Worth Reading #5: Kevin Murphy Asks Marc Ambinder a Question (March 26, 2010)
Worth Reading #7: Marc Ambinder on RomneyCare in Massachusetts (Why Oh Why Can't We Have a Better Press Corps? for March 26, 2010)

Worth Reading #6: Paul Krugman: Going to Extreme (Best Non-Economics Thing for March 26, 2010)

Paul Krugman:

Going to Extreme - NYTimes.com: [I]t was enjoyable watching Representative Devin Nunes, a Republican of California, warn that by passing health reform, Democrats “will finally lay the cornerstone of their socialist utopia on the backs of the American people.” Gosh, that sounds uncomfortable. And it’s been a hoot watching Mitt Romney squirm as he tries to distance himself from a plan that, as he knows full well, is nearly identical to the reform he himself pushed through as governor of Massachusetts.... A side observation.... While many Americans disapprove of Obamacare, a significant number do so because they feel that it doesn’t go far enough. And a Gallup poll taken after health reform’s enactment showed the public, by a modest but significant margin, seeming pleased that it passed.

Your tasks -
**A.** In the health reform passage, which party and state does Representative Devin Nunes represent?
**B.** Return the health reform passage between "Going to Extreme - NYTimes.com: [I]t" and "that it passed.", inclusive.
**C.** Resume the health reform passage, continuing after its last sentence.
The records below are separate material, unrelated to the health reform passage.

Source data -
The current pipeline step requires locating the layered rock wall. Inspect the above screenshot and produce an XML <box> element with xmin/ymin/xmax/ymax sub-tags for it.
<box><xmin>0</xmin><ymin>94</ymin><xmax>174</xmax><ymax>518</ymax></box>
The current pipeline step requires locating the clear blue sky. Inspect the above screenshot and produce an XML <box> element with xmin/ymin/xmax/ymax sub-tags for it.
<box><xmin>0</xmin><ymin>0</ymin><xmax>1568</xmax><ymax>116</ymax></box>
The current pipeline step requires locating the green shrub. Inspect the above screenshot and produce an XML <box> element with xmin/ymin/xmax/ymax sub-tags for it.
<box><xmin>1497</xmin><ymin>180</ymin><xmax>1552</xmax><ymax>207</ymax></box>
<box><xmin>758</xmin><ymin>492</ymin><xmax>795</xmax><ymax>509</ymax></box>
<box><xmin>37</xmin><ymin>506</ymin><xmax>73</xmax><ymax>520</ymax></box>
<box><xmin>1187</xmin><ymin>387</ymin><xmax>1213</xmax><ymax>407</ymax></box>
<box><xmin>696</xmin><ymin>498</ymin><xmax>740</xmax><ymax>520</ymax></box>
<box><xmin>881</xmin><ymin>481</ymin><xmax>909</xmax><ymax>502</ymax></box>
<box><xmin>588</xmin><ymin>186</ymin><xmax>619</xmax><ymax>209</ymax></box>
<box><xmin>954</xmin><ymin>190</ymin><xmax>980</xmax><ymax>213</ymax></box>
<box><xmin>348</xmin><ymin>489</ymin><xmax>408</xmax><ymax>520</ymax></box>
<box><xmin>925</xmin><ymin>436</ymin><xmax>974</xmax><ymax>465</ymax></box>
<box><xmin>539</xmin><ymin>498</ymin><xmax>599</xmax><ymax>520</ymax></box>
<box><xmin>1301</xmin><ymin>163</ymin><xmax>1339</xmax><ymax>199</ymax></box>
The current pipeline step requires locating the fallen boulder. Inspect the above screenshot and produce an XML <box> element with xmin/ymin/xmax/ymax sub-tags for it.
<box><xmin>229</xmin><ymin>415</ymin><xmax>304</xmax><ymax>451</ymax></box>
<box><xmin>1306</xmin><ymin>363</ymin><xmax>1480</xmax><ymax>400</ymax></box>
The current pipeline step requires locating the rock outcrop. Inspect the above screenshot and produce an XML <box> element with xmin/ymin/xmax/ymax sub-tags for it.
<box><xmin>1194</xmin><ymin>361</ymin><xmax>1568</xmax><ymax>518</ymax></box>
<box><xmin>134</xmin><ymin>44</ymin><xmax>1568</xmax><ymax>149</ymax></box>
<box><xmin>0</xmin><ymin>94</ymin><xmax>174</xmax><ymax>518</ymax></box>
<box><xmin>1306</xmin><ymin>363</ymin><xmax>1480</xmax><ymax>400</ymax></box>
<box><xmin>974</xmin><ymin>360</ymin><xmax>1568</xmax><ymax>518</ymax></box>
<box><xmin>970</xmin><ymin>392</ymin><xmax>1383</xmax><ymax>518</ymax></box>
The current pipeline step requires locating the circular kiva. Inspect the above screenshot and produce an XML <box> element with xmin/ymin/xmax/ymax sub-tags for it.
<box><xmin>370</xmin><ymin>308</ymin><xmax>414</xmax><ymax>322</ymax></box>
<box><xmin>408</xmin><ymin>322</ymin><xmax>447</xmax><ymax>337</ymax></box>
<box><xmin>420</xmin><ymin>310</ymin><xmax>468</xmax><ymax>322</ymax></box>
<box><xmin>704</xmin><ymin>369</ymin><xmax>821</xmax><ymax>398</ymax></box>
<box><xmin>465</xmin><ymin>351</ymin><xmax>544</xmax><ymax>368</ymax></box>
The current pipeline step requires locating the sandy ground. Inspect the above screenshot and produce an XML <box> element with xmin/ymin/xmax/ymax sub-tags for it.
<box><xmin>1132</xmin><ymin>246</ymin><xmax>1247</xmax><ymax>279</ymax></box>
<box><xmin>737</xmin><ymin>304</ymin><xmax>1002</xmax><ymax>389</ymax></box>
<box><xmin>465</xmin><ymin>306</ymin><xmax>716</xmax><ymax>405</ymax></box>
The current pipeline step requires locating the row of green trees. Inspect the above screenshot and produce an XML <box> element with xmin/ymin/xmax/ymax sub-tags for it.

Answers for the exercise -
**A.** He is a Republican of California.

**B.**
Going to Extreme - NYTimes.com: [I]t was enjoyable watching Representative Devin Nunes, a Republican of California, warn that by passing health reform, Democrats “will finally lay the cornerstone of their socialist utopia on the backs of the American people.” Gosh, that sounds uncomfortable. And it’s been a hoot watching Mitt Romney squirm as he tries to distance himself from a plan that, as he knows full well, is nearly identical to the reform he himself pushed through as governor of Massachusetts.... A side observation.... While many Americans disapprove of Obamacare, a significant number do so because they feel that it doesn’t go far enough. And a Gallup poll taken after health reform’s enactment showed the public, by a modest but significant margin, seeming pleased that it passed.

**C.**
But back to the main theme. What has been really striking has been the eliminationist rhetoric of the G.O.P., coming... from the party’s leaders. John Boehner, the House minority leader, declared that the passage of health reform was “Armageddon.” The Republican National Committee put out a fund-raising appeal that included a picture of Nancy Pelosi, the speaker of the House.... And Sarah Palin put out a map literally putting Democratic lawmakers in the cross hairs of a rifle sight.... [T]o find anything like what we’re seeing now you have to go back to the last time a Democrat was president. Like President Obama, Bill Clinton faced a G.O.P. that denied his legitimacy.... President Clinton, declared Senator Jesse Helms of North Carolina, “better watch out if he comes down here. He’d better have a bodyguard.”... And once they controlled Congress, Republicans tried to govern as if they held the White House, too, eventually shutting down the federal government in an attempt to bully Mr. Clinton into submission.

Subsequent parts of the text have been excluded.